-- Begin --
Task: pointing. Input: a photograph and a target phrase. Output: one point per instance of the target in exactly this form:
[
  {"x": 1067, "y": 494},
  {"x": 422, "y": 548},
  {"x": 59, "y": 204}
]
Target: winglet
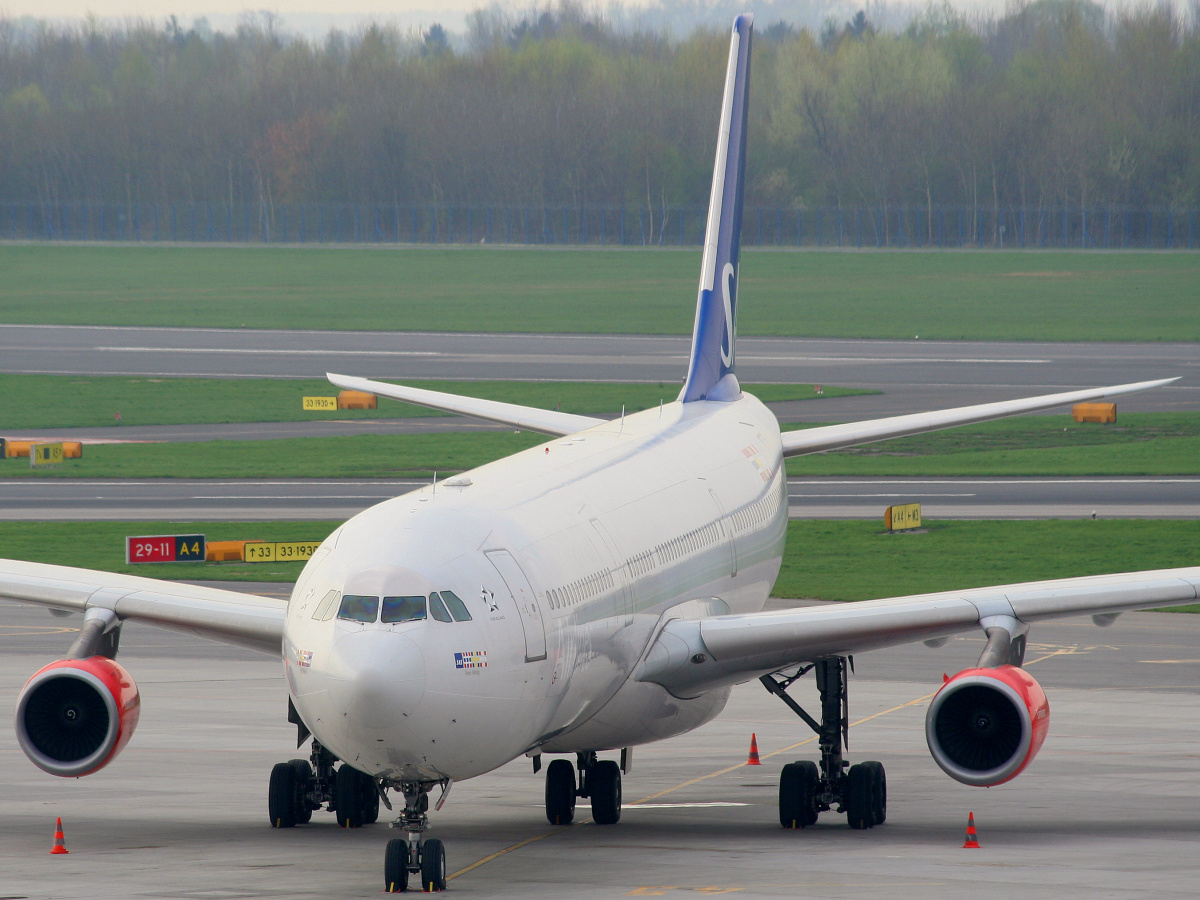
[{"x": 711, "y": 370}]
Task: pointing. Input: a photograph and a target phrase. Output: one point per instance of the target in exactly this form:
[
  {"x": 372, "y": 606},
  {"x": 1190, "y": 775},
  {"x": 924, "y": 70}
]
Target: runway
[
  {"x": 916, "y": 375},
  {"x": 184, "y": 499},
  {"x": 1107, "y": 810}
]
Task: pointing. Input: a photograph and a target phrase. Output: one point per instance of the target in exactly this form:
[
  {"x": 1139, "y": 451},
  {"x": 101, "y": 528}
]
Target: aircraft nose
[{"x": 378, "y": 677}]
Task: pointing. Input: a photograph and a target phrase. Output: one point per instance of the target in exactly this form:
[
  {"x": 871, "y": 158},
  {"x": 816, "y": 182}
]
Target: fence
[{"x": 821, "y": 227}]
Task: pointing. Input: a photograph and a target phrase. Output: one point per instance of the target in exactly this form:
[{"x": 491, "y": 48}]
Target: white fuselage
[{"x": 567, "y": 556}]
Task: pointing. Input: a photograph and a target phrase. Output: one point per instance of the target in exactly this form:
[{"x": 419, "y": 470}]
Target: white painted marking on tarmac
[
  {"x": 893, "y": 493},
  {"x": 279, "y": 497},
  {"x": 869, "y": 480},
  {"x": 1171, "y": 661}
]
-- End --
**PROBLEM REQUIREMENTS:**
Please format every line of the items above as a Markdown table with the columns "Row" for a row number and "Line" for the line, and leave out blank lines. Don't include the pictures.

**ANSWER TO THIS EXERCISE:**
| Row | Line |
|---|---|
| 1 | Task: pointing. Input: a photograph and a target phrase. Output: one point per instance of the target in exactly this form: |
| 2 | [ |
| 3 |   {"x": 1067, "y": 494}, |
| 4 |   {"x": 422, "y": 548}, |
| 5 |   {"x": 59, "y": 204} |
| 6 | ] |
| 7 | Target: winglet |
| 8 | [{"x": 711, "y": 370}] |
| 9 | Task: pointing. Input: a photograph and a target phrase. Output: one point per instance of the target in exactly this form: |
| 10 | [ |
| 11 |   {"x": 372, "y": 606}, |
| 12 |   {"x": 1190, "y": 775}, |
| 13 |   {"x": 924, "y": 70} |
| 14 | ] |
| 15 | Target: runway |
| 16 | [ |
| 17 |   {"x": 916, "y": 375}, |
| 18 |   {"x": 184, "y": 499}, |
| 19 |   {"x": 1107, "y": 810} |
| 20 | ] |
| 21 | Task: pointing. Input: a photograph and a target phrase. Output: one point per instance of the target in exactly this form: |
| 22 | [ |
| 23 |   {"x": 1139, "y": 451}, |
| 24 |   {"x": 101, "y": 528} |
| 25 | ] |
| 26 | Target: aircraft nose |
| 27 | [{"x": 378, "y": 677}] |
| 28 | Task: pointing. Input: a photograph and a target phrase. Output: one point per instance of the target in exactly this form: |
| 29 | [ |
| 30 |   {"x": 871, "y": 158}, |
| 31 |   {"x": 816, "y": 182} |
| 32 | ] |
| 33 | Target: fence |
| 34 | [{"x": 821, "y": 227}] |
| 35 | Task: pointing. Input: a photograph and a target phrase. Output: one point per instance of the target in exactly this form: |
| 36 | [{"x": 491, "y": 48}] |
| 37 | Target: white fuselage |
| 38 | [{"x": 567, "y": 556}] |
| 39 | Task: pointing. Input: a photograph and a target phrase. Output: one point per instance of the target in exactly this form: |
| 40 | [{"x": 419, "y": 470}] |
| 41 | Target: white painted marking on tarmac |
| 42 | [ |
| 43 |   {"x": 893, "y": 493}, |
| 44 |   {"x": 279, "y": 497}, |
| 45 |   {"x": 869, "y": 480}, |
| 46 |   {"x": 1171, "y": 661} |
| 47 | ] |